**Задания**
1. Ответьте на вопросы по отрывку о камер-пажах:
(а) Какую должность занимал граф Бенкендорф?
(б) Во что был одет кучер на козлах придворной кареты?
(в) К какому подъезду Зимнего дворца везут камер-пажей Государя и Императриц?
2. Продолжите, пожалуйста, отрывок о камер-пажах, начиная сразу после его последнего предложения.

Здесь Дегай, стоя на нашем фланге, негромко предупреждал нас о приближении лица, которому камер-пажи должны были отвесить поклон как своему временному придворному начальнику.
— Обер-церемониймейстер князь Долгоруков!
И мы дружно кланялись, щелкая шпорами, крупному барину в бакенбардах и с жезлом.
— Обер-гофмаршал граф Бенкендорф!
Поклон свитскому генералу с подстриженными усами, бачками, идущими к ним узкой дорожкой, по-николаевски, и с вечным высокомерным моноклем в глазу.
— Министр Двора граф Воронцов-Дашков!
Красивый, породистый старик в Андреевской ленте,
[35]
с портретом покойного Государя-друга на груди. От Воронцова-Дашкова веет целой эпохой... Он ласково обводит нас глазами и, отвечая на наше приветствие, как бы ищет среди нас, — нет ли знакомого лица.
— Гофмейстрина светлейшая княгиня Голицына! Почтенная, важная дама с брильянтовым шифром и в розовой с серебром ленте св. Екатерины. Кланяемся ниже и почтительнее...
К концу камер-пажеского года мы, конечно, знали хорошо и Высочайших Особ и просто высоких. Те знали — хотя бы по виду — нашего гувернера Дегая. Камер-пажи каждый год менялись. Дегай оставался.
Вернемся к 14 ноября 1894 г. После утверждения нашего внешнего вида Дегаем, мы спускаемся вниз, где у подъезда нас ждут придворные кареты. На козлах кучер в красной ливрее, обшитой галунами с гербами, и в треуголке. Усаживаемся, несмотря на ноябрь, без пальто. Вообще, пальто при полной придворной форме отрицалось. Помню, в Москве при переносах тела Императора Александра III нам приходилось стоять подолгу в ожидании на площадях Кремля и порядочно дрожать на утреннем октябрьском морозце.
Везут нас в Зимний Дворец, где одни кареты останавливаются у так называемого Великокняжеского подъезда (камер-пажи, состоящие при Великих Княгинях и Княжнах и иностранных дамах царствующих домов), другие — у Комендантского (так называемые запасные камер-пажи). Оба подъезда на площади, замыкаемой полукругом зданий Главного Штаба и министерства иностранных дел. Камер-пажей Государя и Императриц везут на Салтыковский подъезд, или Главный, смотрящий на чахлые деревья Адмиралтейского бульвара. Бобровский идет сразу наверх, в покои, а мы с Шуберским остаемся в швейцарской в ожидании приезда Великой Княжны Александры Федоровны, которая через несколько часов станет русской Императрицей.

**Материалы**
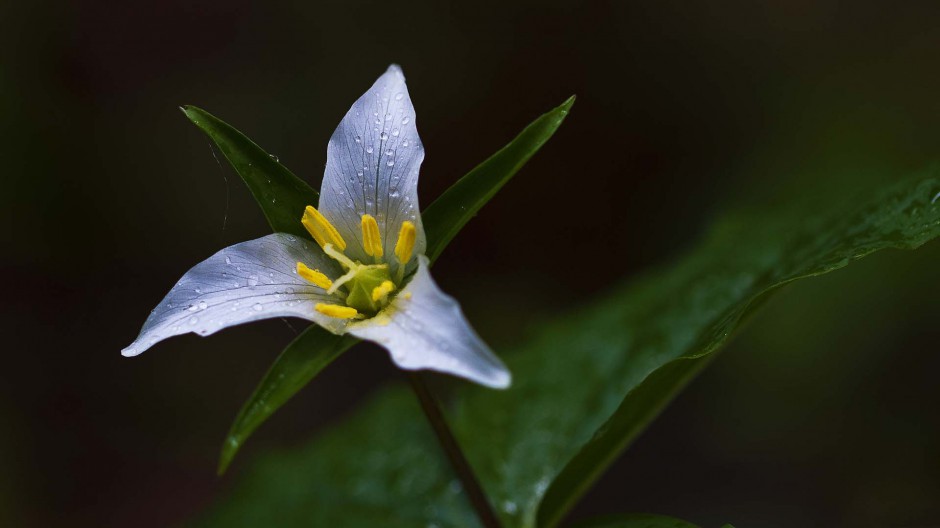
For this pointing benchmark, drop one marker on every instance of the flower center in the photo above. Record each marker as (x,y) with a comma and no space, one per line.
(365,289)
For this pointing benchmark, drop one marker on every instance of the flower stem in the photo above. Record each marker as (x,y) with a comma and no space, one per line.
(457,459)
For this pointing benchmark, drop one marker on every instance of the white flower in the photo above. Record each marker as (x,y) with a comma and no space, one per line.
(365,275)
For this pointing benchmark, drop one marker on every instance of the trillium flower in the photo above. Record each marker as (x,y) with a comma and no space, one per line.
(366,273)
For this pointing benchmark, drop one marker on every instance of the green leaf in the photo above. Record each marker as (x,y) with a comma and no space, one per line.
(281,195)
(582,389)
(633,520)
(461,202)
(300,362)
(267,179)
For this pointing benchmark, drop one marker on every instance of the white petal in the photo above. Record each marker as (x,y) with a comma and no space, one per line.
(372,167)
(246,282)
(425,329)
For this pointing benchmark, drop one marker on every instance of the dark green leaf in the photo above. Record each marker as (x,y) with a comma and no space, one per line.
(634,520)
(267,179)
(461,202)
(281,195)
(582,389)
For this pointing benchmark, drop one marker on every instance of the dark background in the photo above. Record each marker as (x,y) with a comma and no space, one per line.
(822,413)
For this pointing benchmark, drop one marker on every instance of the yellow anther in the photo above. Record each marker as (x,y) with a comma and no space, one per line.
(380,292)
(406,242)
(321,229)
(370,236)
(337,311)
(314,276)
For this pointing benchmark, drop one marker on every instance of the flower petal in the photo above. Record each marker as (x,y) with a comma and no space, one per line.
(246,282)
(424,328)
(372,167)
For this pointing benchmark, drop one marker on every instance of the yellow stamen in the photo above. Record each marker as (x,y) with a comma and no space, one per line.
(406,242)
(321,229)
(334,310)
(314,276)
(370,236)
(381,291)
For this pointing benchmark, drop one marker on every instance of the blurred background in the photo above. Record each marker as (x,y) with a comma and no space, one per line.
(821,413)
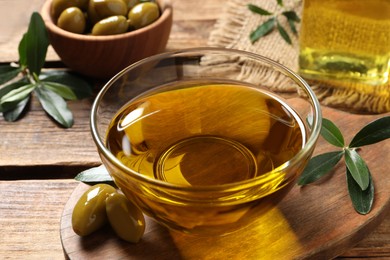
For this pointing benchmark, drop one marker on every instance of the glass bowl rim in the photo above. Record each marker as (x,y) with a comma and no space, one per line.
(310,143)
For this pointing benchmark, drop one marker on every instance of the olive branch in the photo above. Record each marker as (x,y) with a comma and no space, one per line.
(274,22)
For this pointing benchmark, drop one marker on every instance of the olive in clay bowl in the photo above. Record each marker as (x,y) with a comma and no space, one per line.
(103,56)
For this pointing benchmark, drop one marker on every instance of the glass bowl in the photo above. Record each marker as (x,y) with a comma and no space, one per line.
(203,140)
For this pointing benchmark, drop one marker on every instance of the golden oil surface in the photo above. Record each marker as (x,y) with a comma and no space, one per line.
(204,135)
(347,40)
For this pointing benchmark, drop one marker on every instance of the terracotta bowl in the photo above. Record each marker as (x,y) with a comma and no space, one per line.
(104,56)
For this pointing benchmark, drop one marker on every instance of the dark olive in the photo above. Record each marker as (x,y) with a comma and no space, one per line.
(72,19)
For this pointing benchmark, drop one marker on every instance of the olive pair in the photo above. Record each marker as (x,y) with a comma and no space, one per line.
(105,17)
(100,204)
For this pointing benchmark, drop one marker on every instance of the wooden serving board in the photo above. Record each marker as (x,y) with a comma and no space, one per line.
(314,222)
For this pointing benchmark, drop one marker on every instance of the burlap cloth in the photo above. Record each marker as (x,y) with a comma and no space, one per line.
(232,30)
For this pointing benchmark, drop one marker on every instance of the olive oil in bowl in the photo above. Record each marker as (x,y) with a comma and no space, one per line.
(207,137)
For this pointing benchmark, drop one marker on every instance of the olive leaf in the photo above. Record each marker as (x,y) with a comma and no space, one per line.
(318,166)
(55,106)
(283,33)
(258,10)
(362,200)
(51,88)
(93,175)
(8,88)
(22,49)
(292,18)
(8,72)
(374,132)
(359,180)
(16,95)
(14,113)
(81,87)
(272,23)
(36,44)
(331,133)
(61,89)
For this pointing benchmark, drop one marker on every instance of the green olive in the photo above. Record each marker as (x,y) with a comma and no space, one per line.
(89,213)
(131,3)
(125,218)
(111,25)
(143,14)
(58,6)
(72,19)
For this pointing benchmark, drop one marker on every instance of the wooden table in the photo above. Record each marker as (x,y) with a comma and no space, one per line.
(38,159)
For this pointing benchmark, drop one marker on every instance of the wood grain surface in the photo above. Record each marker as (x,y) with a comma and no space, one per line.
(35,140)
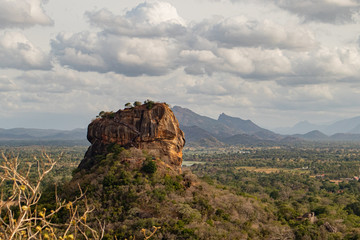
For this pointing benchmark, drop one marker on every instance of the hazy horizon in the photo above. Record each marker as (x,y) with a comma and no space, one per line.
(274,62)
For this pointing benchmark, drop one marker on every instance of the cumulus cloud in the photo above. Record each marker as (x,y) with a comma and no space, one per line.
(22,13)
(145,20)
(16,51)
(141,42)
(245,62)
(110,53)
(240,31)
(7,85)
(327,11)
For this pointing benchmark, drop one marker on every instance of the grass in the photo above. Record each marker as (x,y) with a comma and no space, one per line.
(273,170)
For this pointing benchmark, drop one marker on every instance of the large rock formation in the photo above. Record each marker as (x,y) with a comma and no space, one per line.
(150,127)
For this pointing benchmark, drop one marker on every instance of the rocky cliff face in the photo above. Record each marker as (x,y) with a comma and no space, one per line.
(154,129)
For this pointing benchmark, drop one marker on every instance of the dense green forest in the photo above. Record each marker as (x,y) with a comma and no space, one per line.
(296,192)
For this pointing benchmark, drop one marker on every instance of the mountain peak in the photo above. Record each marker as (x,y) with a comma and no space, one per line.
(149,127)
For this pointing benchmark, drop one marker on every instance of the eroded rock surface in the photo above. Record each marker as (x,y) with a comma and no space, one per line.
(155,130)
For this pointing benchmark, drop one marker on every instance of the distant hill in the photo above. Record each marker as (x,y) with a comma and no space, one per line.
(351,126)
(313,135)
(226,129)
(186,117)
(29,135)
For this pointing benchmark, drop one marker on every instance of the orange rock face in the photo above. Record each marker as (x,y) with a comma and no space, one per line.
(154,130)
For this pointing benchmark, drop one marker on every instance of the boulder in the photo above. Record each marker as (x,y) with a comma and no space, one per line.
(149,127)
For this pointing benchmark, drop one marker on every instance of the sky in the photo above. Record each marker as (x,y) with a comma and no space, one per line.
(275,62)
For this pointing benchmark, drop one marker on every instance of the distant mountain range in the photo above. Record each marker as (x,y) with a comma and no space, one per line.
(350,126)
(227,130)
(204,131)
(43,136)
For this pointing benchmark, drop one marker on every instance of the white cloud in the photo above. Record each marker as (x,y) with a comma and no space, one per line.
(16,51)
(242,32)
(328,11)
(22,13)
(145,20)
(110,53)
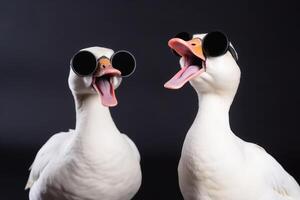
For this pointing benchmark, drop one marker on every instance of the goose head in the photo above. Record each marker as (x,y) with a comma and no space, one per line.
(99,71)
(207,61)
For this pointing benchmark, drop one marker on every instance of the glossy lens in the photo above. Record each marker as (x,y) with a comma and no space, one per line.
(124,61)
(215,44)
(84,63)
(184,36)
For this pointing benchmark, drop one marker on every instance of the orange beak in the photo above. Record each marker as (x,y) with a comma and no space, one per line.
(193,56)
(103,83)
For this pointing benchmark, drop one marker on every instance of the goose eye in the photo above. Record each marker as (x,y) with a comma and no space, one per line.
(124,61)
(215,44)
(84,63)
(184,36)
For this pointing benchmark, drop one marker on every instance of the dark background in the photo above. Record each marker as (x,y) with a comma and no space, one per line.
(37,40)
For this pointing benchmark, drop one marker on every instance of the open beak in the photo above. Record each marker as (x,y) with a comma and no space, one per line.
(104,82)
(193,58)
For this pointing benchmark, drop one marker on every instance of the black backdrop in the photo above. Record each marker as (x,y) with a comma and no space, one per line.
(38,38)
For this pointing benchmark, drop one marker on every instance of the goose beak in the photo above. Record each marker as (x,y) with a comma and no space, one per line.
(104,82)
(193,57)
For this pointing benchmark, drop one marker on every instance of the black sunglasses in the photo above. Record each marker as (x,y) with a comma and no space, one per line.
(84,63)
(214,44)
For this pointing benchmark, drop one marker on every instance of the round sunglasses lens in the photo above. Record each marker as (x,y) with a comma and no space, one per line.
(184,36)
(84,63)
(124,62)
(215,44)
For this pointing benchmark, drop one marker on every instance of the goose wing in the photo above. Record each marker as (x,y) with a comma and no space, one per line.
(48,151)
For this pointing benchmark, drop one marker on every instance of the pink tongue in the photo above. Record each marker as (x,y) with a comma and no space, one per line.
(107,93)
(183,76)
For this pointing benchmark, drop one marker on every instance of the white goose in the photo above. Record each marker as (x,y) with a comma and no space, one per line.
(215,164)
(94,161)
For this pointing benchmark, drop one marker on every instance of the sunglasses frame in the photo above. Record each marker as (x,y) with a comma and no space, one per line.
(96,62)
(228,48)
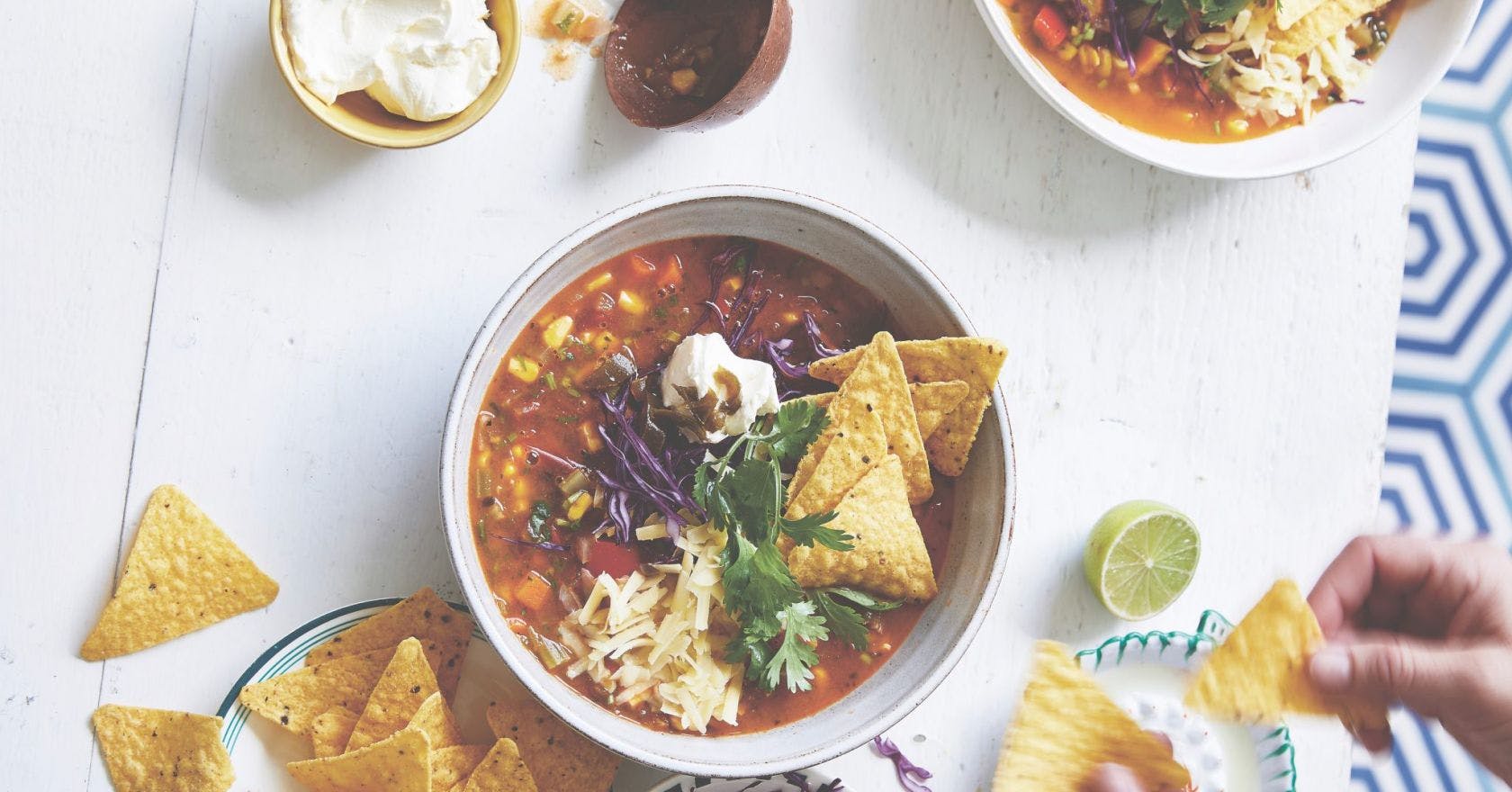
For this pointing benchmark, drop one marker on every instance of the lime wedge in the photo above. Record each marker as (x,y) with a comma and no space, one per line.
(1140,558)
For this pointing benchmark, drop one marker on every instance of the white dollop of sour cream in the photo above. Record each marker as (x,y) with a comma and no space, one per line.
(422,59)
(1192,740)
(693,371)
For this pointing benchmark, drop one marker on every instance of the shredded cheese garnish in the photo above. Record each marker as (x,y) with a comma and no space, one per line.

**Ответы**
1.
(а) Обер-гофмаршал.
(б) В красную ливрею, обшитую галунами с гербами, и в треуголку.
(в) К Салтыковскому, или Главному, подъезду.

2.
Она, наконец, приезжает со своей сестрой, Великой Княгиней Елизаветой Федоровной, — совершенно исключительной красавицей. Красива и величественна, была и Александра Федоровна и очень похожа на свою сестру, но все же ей уступала. Мы встречали их у дверцы кареты и помогали выйти. Великая Княжна — невеста дает нам руку для поцелуя — смущенно и нелов-
[36]
ко. Смущенность эта была первой отличительной чертой, которая бросалась в глаза в поведении молодой Императрицы с самого начала, от которой она не избавилась и в дальнейшем. Она явно «боялась» разговаривать, и в минуты, когда от нее требовались светская любезность и очарование улыбки, лицо ее покрывалось красными пятнами, и делалось напряженно серьезным. Прекрасные глаза ее обещали доброту, но и в них вместо живой искры светился лишь притушенный холодный огонек. В этом взгляде были чистота и возвышенность. Но возвышенность всегда опасна: она сродни гордости и ведет к отчуждению.
Я думаю, что эти черты характера Императрицы лежали в основе всей личной драмы ее жизни. Святая, но недоступная, она не знала людей, не умела их различать и ими пользоваться. Быть среди них, среди даже маленькой толпы, ей было тягостно. Она не сумела побороть первоначальной своей застенчивости и, по мере того как годы шли и царствование подвигалось вперед — к его трагическому концу — Царица все меньше и меньше показывалась на людях. Когда подросли дочери, они стали заменять мать на придворных церемониях.
Возвращаюсь к описанию камер-пажеских похождений в день бракосочетания Государя.
Высадив своих дам из кареты и проводив их к дверям подъемной машины, мы сами должны были совершить фокус, а именно — так быстро взбежать по лестнице, чтобы успеть оказаться в дверях подъемной машины в следующем этаже, где Великие Княжны выходили для следования во внутренние покои.
Проделываем это успешно. Провожаем дам вместе с двумя-тремя придворными чинами до определенных дверей, за которыми скрываются Их Императорские Высочества.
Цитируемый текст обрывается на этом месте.